** SOURCE DATA **
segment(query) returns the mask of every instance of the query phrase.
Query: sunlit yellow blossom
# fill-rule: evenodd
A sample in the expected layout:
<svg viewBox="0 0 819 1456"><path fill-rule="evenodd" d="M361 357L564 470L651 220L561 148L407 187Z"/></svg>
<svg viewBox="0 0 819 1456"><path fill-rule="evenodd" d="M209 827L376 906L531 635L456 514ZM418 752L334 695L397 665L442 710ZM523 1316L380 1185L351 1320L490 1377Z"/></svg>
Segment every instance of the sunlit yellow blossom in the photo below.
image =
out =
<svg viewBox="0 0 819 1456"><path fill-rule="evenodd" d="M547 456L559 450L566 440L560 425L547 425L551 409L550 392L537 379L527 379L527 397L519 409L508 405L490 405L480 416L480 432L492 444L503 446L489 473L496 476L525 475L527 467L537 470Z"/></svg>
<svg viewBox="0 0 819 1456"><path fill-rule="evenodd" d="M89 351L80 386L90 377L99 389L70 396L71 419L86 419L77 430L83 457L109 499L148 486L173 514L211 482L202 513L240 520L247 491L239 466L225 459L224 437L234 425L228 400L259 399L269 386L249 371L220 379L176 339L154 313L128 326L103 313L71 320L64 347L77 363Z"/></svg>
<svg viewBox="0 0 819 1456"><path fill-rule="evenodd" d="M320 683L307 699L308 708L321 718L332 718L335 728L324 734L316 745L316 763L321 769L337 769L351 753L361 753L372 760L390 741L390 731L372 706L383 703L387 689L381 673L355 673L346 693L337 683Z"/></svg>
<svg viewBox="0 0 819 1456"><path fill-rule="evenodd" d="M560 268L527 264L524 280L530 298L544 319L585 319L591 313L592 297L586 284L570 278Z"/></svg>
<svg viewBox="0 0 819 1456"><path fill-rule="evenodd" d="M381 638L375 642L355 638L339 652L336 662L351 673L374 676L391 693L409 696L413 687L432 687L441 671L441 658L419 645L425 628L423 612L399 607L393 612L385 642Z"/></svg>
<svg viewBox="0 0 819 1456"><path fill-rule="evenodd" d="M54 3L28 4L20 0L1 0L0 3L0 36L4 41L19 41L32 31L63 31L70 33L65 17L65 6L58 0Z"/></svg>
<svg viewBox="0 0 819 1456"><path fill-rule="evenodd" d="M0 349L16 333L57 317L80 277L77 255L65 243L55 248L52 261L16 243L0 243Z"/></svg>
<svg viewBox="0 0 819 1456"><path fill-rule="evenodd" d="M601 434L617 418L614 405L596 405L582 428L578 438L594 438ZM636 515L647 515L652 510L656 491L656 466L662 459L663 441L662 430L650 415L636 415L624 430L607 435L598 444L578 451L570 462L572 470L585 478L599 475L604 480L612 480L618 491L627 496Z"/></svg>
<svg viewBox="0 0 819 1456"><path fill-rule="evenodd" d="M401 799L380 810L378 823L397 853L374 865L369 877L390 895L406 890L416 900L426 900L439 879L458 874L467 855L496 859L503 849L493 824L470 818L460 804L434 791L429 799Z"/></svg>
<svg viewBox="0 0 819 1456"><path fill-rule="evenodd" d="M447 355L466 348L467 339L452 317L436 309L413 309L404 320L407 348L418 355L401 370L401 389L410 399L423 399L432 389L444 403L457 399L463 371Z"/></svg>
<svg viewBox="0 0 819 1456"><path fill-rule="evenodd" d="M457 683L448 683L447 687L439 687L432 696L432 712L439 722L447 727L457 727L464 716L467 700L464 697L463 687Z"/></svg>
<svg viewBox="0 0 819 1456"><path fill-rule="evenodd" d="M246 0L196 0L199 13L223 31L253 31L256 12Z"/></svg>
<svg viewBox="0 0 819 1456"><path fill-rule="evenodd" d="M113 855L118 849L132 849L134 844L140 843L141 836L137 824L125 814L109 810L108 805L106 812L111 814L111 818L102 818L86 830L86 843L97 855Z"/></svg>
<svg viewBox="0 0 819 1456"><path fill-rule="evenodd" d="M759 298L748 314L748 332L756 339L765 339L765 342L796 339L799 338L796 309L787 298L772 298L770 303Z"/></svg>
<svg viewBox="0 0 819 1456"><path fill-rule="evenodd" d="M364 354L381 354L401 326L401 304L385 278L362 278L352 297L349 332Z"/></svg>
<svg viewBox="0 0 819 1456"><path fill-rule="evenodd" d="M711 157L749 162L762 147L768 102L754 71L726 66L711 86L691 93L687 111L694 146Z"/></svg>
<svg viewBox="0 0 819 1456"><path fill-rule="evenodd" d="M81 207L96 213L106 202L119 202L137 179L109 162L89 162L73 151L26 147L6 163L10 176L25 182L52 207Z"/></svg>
---
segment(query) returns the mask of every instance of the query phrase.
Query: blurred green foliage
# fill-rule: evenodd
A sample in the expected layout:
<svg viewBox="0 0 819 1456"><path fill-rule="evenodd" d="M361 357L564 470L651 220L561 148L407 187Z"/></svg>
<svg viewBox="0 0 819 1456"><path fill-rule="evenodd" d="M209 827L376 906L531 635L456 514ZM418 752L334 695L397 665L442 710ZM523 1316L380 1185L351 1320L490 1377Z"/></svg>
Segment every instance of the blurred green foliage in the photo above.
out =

** WORK INSTRUCTIONS **
Which lines above contain the word "foliage"? Copy each one.

** WRITTEN ANSWER **
Query: blurred green foliage
Segment every instance of the blurred green foliage in the photo above.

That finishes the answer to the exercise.